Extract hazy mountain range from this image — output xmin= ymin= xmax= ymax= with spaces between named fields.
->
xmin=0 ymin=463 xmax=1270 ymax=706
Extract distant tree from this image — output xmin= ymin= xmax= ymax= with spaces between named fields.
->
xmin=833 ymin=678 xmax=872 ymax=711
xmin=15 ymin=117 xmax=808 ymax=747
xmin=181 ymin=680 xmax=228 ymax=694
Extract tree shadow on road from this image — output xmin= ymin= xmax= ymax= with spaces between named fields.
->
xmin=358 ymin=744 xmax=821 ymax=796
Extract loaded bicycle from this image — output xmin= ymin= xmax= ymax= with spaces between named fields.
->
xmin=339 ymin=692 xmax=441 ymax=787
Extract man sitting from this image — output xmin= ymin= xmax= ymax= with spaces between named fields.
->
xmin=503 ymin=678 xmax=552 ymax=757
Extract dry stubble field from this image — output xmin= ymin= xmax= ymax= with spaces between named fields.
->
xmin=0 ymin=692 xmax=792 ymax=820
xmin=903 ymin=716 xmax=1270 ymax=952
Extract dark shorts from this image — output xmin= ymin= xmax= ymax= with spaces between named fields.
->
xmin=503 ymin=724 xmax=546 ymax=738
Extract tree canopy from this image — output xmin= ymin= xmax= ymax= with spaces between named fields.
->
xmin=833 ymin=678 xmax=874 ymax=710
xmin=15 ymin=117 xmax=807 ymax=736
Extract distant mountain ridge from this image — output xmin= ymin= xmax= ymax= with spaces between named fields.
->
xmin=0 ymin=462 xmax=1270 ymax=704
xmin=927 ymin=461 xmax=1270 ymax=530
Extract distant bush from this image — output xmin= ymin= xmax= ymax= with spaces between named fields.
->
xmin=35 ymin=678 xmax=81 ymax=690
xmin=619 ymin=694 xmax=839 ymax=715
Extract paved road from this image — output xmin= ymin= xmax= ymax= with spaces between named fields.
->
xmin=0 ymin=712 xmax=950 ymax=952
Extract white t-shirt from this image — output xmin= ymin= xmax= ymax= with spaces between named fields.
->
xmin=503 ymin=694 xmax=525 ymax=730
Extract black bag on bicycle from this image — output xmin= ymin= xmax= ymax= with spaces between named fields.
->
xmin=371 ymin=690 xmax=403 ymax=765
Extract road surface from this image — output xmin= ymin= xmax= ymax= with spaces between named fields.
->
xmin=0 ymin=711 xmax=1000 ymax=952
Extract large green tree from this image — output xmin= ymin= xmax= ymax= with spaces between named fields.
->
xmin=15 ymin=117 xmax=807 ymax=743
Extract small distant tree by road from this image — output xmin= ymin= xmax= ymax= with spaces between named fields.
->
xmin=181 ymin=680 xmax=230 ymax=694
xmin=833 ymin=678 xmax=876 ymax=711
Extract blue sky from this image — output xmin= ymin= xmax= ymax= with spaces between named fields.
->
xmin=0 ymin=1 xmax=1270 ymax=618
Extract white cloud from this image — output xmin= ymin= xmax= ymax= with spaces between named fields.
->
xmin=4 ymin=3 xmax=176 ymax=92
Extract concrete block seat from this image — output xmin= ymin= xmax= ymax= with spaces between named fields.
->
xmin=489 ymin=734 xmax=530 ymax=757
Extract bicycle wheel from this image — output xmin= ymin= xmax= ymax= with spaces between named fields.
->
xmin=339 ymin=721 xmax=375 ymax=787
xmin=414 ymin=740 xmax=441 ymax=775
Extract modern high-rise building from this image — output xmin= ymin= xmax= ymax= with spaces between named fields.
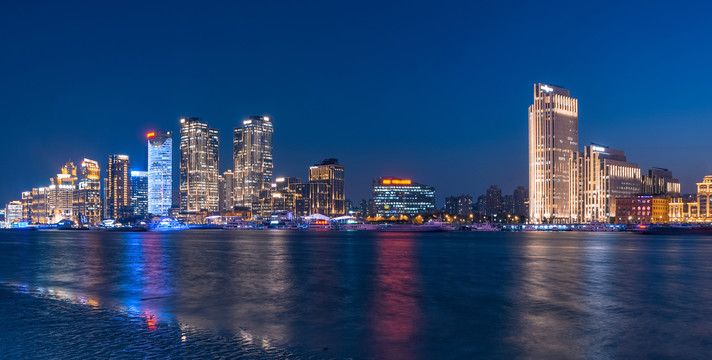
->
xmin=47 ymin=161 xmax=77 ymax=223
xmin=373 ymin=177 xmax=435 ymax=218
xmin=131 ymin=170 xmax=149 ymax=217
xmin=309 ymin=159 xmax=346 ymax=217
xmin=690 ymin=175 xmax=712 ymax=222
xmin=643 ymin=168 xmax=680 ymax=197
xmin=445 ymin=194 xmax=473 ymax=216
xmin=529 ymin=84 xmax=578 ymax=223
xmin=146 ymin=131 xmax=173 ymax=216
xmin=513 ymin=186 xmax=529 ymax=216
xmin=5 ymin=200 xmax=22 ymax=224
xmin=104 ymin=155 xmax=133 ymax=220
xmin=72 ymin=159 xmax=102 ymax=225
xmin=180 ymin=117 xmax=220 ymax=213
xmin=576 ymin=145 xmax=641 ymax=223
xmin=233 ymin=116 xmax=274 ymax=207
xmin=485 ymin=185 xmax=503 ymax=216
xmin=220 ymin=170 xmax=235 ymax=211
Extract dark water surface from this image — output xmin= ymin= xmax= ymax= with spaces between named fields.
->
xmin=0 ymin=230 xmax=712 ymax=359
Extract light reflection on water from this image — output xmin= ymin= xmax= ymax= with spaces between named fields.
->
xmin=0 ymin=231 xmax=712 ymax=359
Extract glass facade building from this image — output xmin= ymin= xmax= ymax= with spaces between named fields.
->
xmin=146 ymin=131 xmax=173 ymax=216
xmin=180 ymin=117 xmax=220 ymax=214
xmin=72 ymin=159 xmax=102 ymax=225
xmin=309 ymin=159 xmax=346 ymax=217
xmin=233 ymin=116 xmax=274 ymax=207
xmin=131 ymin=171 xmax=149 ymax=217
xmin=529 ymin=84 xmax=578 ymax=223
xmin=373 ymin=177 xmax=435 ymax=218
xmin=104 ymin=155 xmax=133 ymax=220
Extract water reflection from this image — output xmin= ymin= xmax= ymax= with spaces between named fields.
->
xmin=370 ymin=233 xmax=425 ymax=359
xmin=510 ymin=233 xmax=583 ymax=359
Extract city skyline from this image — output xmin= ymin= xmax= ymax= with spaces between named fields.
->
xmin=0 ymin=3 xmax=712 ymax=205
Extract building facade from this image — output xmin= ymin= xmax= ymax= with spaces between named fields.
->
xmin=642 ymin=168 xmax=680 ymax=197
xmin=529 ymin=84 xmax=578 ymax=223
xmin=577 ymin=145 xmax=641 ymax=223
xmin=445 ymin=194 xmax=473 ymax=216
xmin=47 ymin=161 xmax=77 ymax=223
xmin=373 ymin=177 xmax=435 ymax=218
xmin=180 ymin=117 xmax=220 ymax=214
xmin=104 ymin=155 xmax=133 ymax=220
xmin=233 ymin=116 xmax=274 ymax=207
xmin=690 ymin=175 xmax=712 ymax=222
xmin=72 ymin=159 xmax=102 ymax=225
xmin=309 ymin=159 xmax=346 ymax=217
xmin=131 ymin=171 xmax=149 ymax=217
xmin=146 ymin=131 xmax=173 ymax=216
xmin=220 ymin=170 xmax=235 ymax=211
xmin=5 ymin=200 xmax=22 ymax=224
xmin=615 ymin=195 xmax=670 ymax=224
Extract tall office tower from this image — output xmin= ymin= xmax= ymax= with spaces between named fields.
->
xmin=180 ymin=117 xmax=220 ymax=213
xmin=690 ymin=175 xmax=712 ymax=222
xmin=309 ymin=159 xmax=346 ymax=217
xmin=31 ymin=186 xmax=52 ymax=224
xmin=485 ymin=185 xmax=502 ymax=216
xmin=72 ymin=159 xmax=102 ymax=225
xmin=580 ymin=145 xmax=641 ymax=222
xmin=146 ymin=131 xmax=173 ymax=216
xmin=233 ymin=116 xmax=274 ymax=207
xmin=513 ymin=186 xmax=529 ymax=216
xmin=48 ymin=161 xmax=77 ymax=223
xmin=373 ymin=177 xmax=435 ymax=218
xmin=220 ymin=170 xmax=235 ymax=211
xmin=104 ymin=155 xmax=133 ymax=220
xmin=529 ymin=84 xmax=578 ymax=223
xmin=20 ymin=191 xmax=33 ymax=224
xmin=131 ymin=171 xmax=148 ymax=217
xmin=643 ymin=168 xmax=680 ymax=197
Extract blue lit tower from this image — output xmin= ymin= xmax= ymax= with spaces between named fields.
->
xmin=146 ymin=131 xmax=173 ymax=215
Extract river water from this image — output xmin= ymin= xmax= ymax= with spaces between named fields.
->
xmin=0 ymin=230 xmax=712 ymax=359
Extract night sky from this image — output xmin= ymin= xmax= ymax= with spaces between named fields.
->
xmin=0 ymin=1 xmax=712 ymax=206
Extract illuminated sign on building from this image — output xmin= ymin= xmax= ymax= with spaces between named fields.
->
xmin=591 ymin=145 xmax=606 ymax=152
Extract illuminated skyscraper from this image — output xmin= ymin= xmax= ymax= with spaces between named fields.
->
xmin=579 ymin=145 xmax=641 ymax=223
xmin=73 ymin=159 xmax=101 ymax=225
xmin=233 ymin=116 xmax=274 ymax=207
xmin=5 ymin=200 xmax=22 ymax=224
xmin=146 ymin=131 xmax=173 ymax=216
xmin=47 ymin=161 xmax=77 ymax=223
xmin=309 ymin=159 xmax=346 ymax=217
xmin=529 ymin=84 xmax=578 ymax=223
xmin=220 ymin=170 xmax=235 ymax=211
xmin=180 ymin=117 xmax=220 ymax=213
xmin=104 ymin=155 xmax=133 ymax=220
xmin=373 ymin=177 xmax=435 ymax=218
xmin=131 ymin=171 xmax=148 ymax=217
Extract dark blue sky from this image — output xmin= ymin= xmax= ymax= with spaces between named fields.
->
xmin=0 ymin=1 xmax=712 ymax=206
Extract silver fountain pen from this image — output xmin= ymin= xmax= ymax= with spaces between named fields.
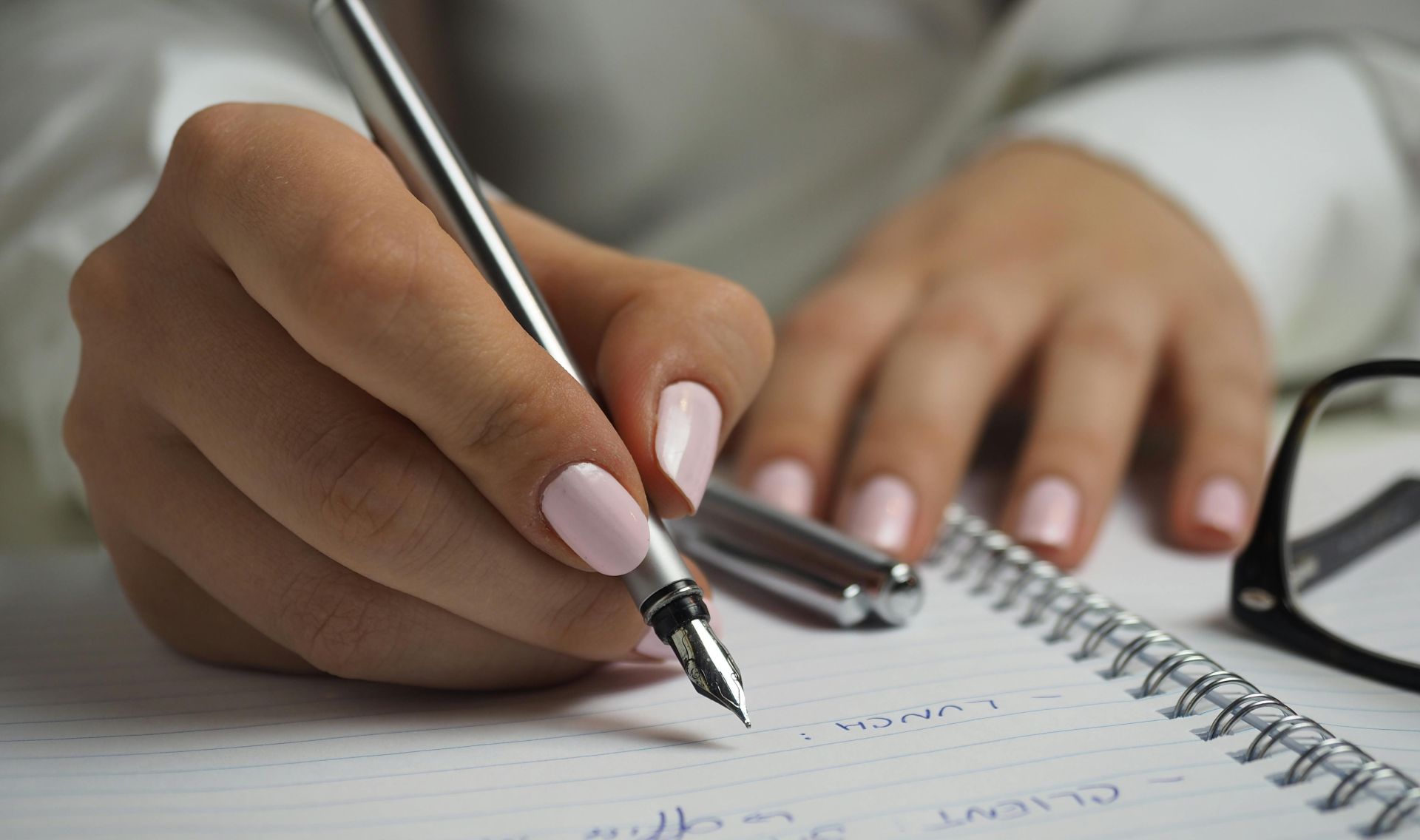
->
——
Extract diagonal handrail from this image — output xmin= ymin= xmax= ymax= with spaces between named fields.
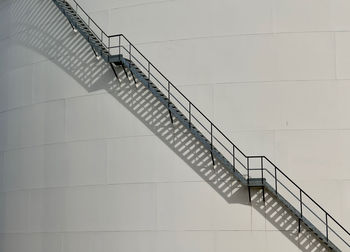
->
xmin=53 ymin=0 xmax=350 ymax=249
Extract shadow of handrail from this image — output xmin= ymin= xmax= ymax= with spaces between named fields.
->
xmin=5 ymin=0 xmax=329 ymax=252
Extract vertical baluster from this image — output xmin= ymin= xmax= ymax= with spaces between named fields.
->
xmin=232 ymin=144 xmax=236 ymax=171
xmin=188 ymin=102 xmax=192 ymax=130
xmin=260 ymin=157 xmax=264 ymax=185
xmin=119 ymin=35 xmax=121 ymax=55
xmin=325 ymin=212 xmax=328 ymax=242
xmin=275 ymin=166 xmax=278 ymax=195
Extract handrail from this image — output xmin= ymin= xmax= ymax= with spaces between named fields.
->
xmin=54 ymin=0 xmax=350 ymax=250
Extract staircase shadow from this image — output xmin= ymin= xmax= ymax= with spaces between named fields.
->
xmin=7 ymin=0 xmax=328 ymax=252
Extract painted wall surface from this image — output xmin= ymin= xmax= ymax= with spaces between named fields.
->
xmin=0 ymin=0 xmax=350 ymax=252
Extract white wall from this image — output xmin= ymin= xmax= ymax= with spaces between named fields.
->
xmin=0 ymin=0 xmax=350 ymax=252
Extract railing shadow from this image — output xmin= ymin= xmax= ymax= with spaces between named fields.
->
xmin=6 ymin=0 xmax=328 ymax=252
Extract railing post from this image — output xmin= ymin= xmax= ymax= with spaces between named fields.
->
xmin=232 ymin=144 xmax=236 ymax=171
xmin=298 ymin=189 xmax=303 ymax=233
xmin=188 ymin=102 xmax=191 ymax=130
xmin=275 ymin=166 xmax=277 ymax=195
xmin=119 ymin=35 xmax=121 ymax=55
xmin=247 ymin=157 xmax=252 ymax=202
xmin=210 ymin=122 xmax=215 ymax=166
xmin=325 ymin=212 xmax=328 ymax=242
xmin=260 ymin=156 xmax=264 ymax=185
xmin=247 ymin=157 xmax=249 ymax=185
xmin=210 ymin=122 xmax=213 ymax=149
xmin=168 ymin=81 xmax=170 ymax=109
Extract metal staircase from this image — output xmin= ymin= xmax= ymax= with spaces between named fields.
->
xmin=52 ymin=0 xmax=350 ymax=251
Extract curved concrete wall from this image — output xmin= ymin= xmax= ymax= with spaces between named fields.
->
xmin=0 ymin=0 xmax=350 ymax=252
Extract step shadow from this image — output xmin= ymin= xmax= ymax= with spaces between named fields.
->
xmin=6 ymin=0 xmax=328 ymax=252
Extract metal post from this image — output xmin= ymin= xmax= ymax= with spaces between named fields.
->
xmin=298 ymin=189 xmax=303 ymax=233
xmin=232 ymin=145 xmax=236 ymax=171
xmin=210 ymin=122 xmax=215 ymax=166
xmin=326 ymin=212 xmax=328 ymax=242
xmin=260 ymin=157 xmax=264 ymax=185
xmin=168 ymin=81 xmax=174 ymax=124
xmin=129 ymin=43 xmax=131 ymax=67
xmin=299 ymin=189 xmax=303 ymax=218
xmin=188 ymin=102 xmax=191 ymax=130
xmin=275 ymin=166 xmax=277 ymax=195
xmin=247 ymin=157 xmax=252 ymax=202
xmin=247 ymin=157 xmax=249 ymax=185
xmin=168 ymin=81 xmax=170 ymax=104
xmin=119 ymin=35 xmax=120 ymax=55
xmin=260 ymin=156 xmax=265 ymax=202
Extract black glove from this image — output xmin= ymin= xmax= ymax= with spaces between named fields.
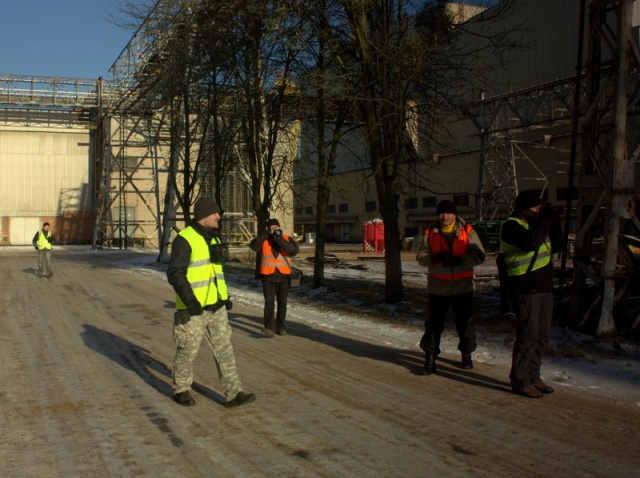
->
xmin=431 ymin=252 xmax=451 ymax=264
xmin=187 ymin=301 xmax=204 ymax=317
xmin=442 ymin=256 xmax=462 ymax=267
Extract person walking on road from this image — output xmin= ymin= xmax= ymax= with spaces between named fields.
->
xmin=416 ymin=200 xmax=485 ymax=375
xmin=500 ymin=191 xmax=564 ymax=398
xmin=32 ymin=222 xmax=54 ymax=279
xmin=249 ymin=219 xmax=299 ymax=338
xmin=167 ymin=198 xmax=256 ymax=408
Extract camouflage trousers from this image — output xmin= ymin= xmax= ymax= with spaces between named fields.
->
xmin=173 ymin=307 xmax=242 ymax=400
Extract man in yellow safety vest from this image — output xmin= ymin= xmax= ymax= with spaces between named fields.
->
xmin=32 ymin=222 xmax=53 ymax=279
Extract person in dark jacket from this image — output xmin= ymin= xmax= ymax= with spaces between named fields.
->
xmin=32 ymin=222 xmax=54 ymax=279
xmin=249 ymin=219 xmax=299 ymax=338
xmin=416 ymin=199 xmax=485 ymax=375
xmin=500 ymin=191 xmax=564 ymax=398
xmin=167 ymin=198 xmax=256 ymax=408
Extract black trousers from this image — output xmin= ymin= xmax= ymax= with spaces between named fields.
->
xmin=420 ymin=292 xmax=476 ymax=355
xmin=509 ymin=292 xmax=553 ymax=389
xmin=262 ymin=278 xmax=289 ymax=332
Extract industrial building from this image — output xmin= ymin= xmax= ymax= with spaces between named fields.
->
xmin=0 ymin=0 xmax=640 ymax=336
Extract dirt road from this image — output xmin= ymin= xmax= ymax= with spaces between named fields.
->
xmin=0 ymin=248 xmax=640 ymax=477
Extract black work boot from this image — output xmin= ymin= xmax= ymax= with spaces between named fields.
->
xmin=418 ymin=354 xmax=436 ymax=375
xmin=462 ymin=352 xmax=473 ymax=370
——
Retype the data from the line with "Extract black trousers" to the line with "xmin=462 ymin=352 xmax=473 ymax=370", keeping every character unchanged.

→ **OUTPUT BELOW**:
Extract black trousers from this image — output xmin= ymin= xmax= ymax= with spaces between named fields.
->
xmin=420 ymin=292 xmax=476 ymax=355
xmin=509 ymin=292 xmax=553 ymax=389
xmin=262 ymin=278 xmax=289 ymax=332
Extract industrial building from this image — output xmin= ymin= xmax= ymax= with spaces between named fields.
->
xmin=0 ymin=0 xmax=640 ymax=336
Extract dirt road from this image — output xmin= ymin= xmax= ymax= with spaces between named fields.
->
xmin=0 ymin=248 xmax=640 ymax=477
Extract black work boot from this image — output xmin= ymin= xmax= ymax= with spaces between named fields.
->
xmin=418 ymin=354 xmax=436 ymax=375
xmin=462 ymin=352 xmax=473 ymax=370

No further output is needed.